◆ **Task brief**
Copy the data from the line that contains "Q3. Locate the roof" to its last line, exactly, including both of those lines and leaving out everything before.

◆ **Extracted entries**
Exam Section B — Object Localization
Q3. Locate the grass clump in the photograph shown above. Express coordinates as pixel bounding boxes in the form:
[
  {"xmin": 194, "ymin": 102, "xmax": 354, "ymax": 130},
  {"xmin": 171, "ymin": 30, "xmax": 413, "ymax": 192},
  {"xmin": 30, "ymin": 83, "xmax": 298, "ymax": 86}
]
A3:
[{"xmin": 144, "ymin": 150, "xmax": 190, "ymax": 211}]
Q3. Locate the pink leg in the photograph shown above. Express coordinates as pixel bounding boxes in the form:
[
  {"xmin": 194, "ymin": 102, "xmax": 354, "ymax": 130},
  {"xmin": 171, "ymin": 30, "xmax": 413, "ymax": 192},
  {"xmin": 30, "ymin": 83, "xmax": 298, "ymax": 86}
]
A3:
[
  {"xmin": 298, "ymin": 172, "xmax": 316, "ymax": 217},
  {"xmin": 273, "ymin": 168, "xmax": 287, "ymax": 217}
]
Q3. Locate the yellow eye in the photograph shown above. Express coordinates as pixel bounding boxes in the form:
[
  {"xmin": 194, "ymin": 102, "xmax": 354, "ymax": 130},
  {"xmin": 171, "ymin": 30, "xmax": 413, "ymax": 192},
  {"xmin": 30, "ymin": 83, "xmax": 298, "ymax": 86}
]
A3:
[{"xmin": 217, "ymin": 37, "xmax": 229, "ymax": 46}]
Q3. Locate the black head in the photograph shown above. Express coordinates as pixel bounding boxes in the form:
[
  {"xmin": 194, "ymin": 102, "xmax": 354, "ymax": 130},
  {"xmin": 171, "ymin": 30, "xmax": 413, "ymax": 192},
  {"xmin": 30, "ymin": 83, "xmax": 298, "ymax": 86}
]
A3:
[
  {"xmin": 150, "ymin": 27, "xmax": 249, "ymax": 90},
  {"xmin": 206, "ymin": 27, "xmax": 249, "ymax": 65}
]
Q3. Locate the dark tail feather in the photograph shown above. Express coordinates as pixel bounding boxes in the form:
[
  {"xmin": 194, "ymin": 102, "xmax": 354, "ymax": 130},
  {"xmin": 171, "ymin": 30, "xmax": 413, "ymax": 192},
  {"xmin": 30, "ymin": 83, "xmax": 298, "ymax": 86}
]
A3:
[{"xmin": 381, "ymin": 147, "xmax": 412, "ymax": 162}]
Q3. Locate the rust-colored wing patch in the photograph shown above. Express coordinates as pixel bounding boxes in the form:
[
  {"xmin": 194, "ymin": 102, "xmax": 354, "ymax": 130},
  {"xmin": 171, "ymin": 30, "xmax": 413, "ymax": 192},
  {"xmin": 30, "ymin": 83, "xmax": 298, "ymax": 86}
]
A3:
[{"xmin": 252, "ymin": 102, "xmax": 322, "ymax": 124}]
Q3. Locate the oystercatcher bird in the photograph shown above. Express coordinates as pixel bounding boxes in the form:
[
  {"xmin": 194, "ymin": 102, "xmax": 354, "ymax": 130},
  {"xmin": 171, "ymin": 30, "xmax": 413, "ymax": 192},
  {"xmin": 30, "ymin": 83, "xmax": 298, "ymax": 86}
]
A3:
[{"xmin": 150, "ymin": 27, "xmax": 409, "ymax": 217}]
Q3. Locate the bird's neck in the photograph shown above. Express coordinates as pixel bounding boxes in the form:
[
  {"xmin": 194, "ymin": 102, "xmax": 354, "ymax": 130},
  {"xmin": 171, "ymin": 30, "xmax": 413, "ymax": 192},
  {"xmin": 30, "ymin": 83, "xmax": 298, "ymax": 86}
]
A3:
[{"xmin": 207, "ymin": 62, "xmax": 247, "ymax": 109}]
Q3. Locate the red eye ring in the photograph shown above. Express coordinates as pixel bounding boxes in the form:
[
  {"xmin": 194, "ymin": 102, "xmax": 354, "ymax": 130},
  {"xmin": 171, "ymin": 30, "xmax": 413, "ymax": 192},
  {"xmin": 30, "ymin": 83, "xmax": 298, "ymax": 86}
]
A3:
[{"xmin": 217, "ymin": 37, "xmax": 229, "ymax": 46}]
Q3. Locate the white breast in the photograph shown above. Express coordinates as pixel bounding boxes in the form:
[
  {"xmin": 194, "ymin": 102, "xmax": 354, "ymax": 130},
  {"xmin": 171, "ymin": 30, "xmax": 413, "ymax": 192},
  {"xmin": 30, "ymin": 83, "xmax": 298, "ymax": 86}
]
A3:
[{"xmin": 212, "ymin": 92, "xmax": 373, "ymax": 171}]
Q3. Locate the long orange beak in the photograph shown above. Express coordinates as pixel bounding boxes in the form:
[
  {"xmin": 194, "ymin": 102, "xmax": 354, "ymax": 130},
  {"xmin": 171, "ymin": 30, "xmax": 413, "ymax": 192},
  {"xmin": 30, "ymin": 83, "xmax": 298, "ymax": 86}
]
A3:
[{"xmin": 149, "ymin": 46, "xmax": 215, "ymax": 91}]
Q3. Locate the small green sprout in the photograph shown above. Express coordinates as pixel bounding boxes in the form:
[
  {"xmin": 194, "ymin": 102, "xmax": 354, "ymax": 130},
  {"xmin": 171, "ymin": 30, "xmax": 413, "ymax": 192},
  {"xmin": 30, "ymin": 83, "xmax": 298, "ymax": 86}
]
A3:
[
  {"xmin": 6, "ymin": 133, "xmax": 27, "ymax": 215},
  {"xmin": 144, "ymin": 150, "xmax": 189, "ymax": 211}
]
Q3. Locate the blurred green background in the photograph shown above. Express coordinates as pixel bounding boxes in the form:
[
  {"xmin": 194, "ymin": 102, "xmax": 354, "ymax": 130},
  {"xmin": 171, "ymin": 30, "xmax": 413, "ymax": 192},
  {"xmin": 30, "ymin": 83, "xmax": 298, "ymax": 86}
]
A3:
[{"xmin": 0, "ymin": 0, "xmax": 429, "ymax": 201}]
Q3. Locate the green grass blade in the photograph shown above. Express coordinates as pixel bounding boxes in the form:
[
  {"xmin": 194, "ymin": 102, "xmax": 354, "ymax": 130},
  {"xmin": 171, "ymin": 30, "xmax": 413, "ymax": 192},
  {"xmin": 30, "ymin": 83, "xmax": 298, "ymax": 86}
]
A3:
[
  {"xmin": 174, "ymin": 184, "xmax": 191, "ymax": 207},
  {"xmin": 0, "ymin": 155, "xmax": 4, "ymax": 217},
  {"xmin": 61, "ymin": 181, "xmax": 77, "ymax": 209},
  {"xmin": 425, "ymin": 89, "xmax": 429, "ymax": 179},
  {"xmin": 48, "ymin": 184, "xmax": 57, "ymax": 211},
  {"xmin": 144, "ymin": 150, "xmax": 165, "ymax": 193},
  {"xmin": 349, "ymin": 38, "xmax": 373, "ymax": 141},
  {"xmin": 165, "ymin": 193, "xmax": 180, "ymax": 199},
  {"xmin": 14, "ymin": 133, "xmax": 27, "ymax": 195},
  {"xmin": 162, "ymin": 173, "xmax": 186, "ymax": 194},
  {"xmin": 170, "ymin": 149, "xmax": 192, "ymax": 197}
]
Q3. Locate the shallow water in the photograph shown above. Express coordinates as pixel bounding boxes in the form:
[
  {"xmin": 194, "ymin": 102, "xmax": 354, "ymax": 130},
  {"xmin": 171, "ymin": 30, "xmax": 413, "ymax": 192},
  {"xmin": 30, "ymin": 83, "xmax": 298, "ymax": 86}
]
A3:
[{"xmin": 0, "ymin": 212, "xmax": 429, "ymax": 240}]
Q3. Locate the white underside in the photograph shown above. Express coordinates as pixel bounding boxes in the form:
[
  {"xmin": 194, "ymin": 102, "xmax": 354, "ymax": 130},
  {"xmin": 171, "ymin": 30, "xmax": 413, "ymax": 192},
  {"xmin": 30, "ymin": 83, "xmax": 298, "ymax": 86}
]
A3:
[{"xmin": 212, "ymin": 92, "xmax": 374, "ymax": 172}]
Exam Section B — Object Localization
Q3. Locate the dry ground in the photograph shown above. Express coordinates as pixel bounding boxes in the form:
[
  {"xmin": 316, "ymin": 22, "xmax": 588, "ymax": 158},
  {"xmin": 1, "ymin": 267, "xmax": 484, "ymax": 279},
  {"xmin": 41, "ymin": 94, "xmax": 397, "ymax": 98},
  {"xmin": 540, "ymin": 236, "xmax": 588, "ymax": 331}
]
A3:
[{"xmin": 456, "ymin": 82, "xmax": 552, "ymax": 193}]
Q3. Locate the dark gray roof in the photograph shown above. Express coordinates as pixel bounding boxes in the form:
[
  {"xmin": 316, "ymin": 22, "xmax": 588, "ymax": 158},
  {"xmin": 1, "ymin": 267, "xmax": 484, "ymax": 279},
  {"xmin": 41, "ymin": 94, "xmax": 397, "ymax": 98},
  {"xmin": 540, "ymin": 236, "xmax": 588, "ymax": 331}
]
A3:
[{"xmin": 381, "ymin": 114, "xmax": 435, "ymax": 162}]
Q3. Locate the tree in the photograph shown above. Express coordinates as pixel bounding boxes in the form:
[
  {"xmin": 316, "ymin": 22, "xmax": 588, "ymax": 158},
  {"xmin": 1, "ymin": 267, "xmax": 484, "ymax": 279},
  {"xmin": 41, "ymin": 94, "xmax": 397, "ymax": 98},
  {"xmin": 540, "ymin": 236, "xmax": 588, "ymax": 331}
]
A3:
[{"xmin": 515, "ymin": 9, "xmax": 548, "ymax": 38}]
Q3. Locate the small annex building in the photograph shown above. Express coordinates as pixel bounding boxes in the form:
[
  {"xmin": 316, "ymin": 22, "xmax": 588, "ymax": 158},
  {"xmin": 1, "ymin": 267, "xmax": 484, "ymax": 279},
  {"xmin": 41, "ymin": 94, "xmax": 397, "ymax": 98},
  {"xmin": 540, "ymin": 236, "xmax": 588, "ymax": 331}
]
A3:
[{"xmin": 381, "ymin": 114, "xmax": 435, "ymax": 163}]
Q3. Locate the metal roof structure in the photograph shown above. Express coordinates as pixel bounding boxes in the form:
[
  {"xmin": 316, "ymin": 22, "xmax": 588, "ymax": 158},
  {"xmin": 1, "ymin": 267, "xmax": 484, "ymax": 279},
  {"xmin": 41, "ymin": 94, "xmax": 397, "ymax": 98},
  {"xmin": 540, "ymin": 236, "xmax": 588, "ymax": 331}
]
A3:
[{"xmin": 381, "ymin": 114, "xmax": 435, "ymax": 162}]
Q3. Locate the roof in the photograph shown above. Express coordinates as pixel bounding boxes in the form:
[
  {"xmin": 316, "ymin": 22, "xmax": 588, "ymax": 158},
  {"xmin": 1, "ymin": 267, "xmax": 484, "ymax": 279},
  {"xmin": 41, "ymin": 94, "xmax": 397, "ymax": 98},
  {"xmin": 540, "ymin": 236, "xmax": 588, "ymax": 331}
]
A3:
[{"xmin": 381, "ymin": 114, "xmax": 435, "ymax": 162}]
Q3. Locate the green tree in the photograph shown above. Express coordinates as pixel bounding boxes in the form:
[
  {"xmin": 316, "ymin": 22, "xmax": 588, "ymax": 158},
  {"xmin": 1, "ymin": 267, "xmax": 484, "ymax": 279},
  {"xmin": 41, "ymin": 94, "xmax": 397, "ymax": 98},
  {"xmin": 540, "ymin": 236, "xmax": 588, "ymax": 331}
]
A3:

◆ **Task solution**
Q3. Locate the roof in the photograph shown above. Express coordinates as pixel bounding boxes in the form:
[
  {"xmin": 316, "ymin": 22, "xmax": 588, "ymax": 158},
  {"xmin": 1, "ymin": 267, "xmax": 484, "ymax": 279},
  {"xmin": 41, "ymin": 94, "xmax": 397, "ymax": 98},
  {"xmin": 540, "ymin": 236, "xmax": 588, "ymax": 331}
]
A3:
[{"xmin": 381, "ymin": 114, "xmax": 435, "ymax": 162}]
Q3. Locate the green tree in the photograph shown above. Express coordinates as pixel bounding boxes in the form:
[
  {"xmin": 316, "ymin": 22, "xmax": 588, "ymax": 158},
  {"xmin": 1, "ymin": 267, "xmax": 484, "ymax": 279},
  {"xmin": 41, "ymin": 94, "xmax": 397, "ymax": 98},
  {"xmin": 540, "ymin": 236, "xmax": 588, "ymax": 331}
]
A3:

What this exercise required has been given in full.